**TO DO:** Please reproduce the listing below word for word, from its first line through its last.

**MATERIAL:**
▬▬▬▬▬▬▬▬▬▬
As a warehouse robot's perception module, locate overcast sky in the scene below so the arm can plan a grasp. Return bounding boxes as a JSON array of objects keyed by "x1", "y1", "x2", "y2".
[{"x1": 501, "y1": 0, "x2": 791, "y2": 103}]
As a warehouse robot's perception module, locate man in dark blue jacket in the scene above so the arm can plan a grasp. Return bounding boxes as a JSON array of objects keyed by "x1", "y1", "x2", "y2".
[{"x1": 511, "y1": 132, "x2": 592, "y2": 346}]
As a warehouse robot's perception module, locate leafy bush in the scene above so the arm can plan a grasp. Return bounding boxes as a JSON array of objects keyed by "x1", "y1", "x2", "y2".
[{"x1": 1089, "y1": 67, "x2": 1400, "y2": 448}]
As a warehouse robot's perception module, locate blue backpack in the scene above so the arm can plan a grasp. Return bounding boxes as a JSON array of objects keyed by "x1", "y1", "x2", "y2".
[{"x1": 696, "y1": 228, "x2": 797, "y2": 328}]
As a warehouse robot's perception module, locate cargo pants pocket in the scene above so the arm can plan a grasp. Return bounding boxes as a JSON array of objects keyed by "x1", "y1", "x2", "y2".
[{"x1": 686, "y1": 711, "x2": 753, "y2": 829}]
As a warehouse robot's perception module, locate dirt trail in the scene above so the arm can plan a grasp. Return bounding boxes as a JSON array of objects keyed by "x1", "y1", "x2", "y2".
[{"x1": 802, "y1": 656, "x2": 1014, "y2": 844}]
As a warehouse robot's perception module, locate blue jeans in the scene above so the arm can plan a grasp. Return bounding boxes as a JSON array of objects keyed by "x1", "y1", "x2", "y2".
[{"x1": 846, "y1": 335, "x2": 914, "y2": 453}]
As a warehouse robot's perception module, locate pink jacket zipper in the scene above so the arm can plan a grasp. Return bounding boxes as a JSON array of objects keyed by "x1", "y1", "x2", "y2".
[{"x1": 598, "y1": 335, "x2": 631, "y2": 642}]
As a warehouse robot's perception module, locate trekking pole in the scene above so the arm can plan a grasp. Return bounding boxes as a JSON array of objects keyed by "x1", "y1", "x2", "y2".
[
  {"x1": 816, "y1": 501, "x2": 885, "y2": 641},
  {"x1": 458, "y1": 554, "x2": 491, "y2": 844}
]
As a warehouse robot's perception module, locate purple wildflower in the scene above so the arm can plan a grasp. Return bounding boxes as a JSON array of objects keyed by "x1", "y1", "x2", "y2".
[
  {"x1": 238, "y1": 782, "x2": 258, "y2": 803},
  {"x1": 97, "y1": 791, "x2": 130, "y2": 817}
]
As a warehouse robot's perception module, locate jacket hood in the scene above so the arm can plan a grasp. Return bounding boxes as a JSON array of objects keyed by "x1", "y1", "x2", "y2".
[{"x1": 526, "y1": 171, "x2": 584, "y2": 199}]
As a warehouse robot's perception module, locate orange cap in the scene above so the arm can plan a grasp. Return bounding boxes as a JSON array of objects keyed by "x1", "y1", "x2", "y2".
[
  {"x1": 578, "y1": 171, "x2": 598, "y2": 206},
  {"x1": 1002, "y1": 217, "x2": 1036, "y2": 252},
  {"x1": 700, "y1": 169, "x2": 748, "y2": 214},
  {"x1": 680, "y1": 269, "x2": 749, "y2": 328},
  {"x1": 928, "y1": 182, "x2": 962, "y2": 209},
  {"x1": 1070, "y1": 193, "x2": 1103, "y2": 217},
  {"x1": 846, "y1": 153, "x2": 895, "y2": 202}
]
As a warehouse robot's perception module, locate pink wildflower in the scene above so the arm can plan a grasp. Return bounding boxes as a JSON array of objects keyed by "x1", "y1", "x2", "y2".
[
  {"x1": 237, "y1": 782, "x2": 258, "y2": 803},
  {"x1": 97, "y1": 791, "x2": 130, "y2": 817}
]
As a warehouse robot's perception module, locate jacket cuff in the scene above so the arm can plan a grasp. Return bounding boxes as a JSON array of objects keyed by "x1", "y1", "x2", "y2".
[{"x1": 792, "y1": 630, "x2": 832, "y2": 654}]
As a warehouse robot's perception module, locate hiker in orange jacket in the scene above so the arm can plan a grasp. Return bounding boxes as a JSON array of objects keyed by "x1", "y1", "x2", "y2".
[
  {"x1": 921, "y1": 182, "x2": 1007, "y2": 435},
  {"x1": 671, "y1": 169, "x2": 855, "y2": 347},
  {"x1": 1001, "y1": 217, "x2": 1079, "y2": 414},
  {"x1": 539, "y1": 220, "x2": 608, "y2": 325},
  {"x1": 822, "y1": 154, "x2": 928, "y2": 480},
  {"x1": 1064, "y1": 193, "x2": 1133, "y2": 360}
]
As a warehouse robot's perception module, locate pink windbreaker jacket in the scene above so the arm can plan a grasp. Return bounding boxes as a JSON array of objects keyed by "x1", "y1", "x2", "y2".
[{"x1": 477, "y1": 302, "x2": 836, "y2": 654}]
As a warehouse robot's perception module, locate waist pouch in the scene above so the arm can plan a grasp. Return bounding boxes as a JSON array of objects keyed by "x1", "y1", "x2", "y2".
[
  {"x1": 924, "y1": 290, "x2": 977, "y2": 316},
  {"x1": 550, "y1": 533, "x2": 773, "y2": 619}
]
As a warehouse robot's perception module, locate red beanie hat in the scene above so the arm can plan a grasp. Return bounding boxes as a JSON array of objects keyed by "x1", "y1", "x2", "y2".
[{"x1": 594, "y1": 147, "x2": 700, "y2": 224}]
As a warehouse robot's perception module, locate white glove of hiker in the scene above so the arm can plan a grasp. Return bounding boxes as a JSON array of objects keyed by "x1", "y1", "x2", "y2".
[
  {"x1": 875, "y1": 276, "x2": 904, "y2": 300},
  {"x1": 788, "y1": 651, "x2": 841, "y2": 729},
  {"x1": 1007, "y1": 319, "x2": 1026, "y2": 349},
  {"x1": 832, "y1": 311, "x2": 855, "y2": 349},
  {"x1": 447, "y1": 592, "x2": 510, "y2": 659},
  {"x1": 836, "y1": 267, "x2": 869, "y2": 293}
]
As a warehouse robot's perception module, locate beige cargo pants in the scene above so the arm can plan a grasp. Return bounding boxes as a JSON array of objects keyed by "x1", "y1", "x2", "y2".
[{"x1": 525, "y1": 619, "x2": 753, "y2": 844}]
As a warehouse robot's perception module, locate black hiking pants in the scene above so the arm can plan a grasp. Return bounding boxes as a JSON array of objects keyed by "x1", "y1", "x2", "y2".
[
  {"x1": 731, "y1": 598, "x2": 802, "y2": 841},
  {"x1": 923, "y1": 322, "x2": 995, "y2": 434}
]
▬▬▬▬▬▬▬▬▬▬
**SOLUTION TO THIS EXERCISE:**
As a warehouse robot's perception module, locate overcast sky in the scene below so the arm can plan a grasp. Return bounding boxes as a JSON array of objects keyed by "x1", "y1", "x2", "y2".
[{"x1": 501, "y1": 0, "x2": 791, "y2": 103}]
As a warehouse robot's perception module, locate man in dark blue jacket in the scene above so the arm can plan a grasp. Return bounding boxes as a JSON array of objects keyed by "x1", "y1", "x2", "y2".
[{"x1": 511, "y1": 132, "x2": 592, "y2": 346}]
As a warehouse robot's perception module, locate leafy bush in the scene above so the arm can plan a grasp. Return bounding boxes as a JSON array of objects keyed by "x1", "y1", "x2", "y2".
[{"x1": 1089, "y1": 67, "x2": 1400, "y2": 448}]
As a warehouse robot's perception module, locate blue backpack in the scene above so the arm can plan a grasp. Return bounding boxes as a JSON array of objects keyed by "x1", "y1", "x2", "y2".
[{"x1": 696, "y1": 228, "x2": 797, "y2": 328}]
As a warehouse robot's perception module, locate cargo pants pocket in the scene above so the arm can plan a grasp. Return bounding boxes as a JSON array of objects keyed by "x1", "y1", "x2", "y2".
[{"x1": 686, "y1": 711, "x2": 753, "y2": 829}]
As a warehouse robot's perception module, locate dirt trail in the scene above so the arm can plan a grasp. Return bounding boxes as a JSON array of objects keyed by "x1", "y1", "x2", "y2".
[{"x1": 802, "y1": 656, "x2": 1014, "y2": 844}]
As a warehouse robot's perception module, locate blue jeans in the scene above so the arm can plan a grasp. Return bounding boxes as a JSON array of objects keyed by "x1", "y1", "x2", "y2".
[{"x1": 846, "y1": 335, "x2": 914, "y2": 453}]
As a warehouse robot's perception module, locate pink jacket zipper in the scene above so the arm can plan a grasp. Return bounding boxes as a JSON array of objects keyed by "x1", "y1", "x2", "y2".
[{"x1": 598, "y1": 335, "x2": 631, "y2": 642}]
As a warehouse robot's perception module, locate trekking pole in the scene above so the arm can plan a grasp. Return bounding boxes as a JSON array of objects keyed by "x1", "y1", "x2", "y2".
[
  {"x1": 816, "y1": 501, "x2": 885, "y2": 641},
  {"x1": 458, "y1": 554, "x2": 491, "y2": 844}
]
As a warehouse robot's perception module, locate purple wildflower in the scene above so the arm can plan a grasp. Return bounding boxes as a JSON array of objects keyed by "x1", "y1", "x2", "y2".
[
  {"x1": 238, "y1": 782, "x2": 258, "y2": 803},
  {"x1": 97, "y1": 791, "x2": 130, "y2": 817}
]
As a warehouse robot's perception module, locate jacket hood in the scene above so the arm can plan a grasp. Return bounding boxes as a JSON array of objects keyed by "x1", "y1", "x2", "y2".
[{"x1": 526, "y1": 171, "x2": 584, "y2": 199}]
As a warehouse robot's perception module, locate orange cap in the scene above so the arm can plan a grasp. Return bounding boxes as a JSON array of objects keyed by "x1", "y1", "x2", "y2".
[
  {"x1": 578, "y1": 171, "x2": 598, "y2": 206},
  {"x1": 1002, "y1": 217, "x2": 1036, "y2": 252},
  {"x1": 700, "y1": 169, "x2": 748, "y2": 214},
  {"x1": 680, "y1": 269, "x2": 749, "y2": 328},
  {"x1": 928, "y1": 182, "x2": 962, "y2": 209},
  {"x1": 1070, "y1": 193, "x2": 1103, "y2": 217},
  {"x1": 846, "y1": 153, "x2": 895, "y2": 202}
]
As a warehouse robot's perception module, locate pink wildflower in the scene above so the arm can plan a grasp. Return bounding boxes as a JSON array of objects keyed by "x1", "y1", "x2", "y2".
[
  {"x1": 237, "y1": 782, "x2": 258, "y2": 803},
  {"x1": 97, "y1": 791, "x2": 130, "y2": 817}
]
As a warehouse robot's perception module, locate jacket cuff in the scene above so the arm can plan a grasp. Return bounding boxes as a JSON array of objects keyed by "x1", "y1", "x2", "y2".
[{"x1": 792, "y1": 630, "x2": 832, "y2": 654}]
As a warehouse robot's perception module, locate hiker in orange jacket in the scene above so the arm can plan a grasp. Return bounding boxes as a JSON array of objects keyed by "x1", "y1", "x2", "y2".
[
  {"x1": 921, "y1": 182, "x2": 1007, "y2": 435},
  {"x1": 671, "y1": 169, "x2": 855, "y2": 347},
  {"x1": 1001, "y1": 217, "x2": 1079, "y2": 414},
  {"x1": 539, "y1": 220, "x2": 608, "y2": 325},
  {"x1": 822, "y1": 154, "x2": 928, "y2": 480},
  {"x1": 1064, "y1": 193, "x2": 1133, "y2": 360}
]
As a warehouse robot's perception module, locate pink windbreaker jacket in the scene above so the arm can plan a grasp. Return bounding boxes as a JSON array of objects keyed by "x1", "y1", "x2", "y2".
[{"x1": 477, "y1": 302, "x2": 836, "y2": 654}]
As a warehouse robot's perception module, locate waist pouch in the scene above so the arm can plan a grasp. Return bounding boxes as a JSON array of objects keyed by "x1", "y1", "x2", "y2".
[
  {"x1": 924, "y1": 290, "x2": 977, "y2": 316},
  {"x1": 550, "y1": 533, "x2": 773, "y2": 619}
]
As a warehouse robot's perception module, locate red beanie hat in the scene above so the arm can plan a grasp. Return bounding boxes as a JSON array of objects keyed by "x1", "y1", "x2", "y2".
[{"x1": 594, "y1": 147, "x2": 700, "y2": 224}]
As a warehouse robot's perception module, locate white glove of hiker in the scene above so the arm can plan a grasp. Return bounding boxes as a JSON array of objects keyed by "x1", "y1", "x2", "y2".
[
  {"x1": 875, "y1": 276, "x2": 904, "y2": 300},
  {"x1": 788, "y1": 651, "x2": 841, "y2": 729},
  {"x1": 1007, "y1": 319, "x2": 1026, "y2": 349},
  {"x1": 832, "y1": 311, "x2": 855, "y2": 349},
  {"x1": 447, "y1": 592, "x2": 510, "y2": 659},
  {"x1": 836, "y1": 267, "x2": 869, "y2": 293}
]
As a warehouse robot's perception module, locate beige cargo pants in the scene above so the arm can plan a grasp. Return bounding boxes as a JSON array of objects keyed by "x1", "y1", "x2", "y2".
[{"x1": 525, "y1": 619, "x2": 753, "y2": 844}]
As a warehouse robot's perception module, locate black hiking pants in the scene above so the arm can plan a grasp. Return bounding boxes as a JSON array of objects keyed by "x1", "y1", "x2", "y2".
[
  {"x1": 731, "y1": 598, "x2": 802, "y2": 841},
  {"x1": 923, "y1": 322, "x2": 995, "y2": 434}
]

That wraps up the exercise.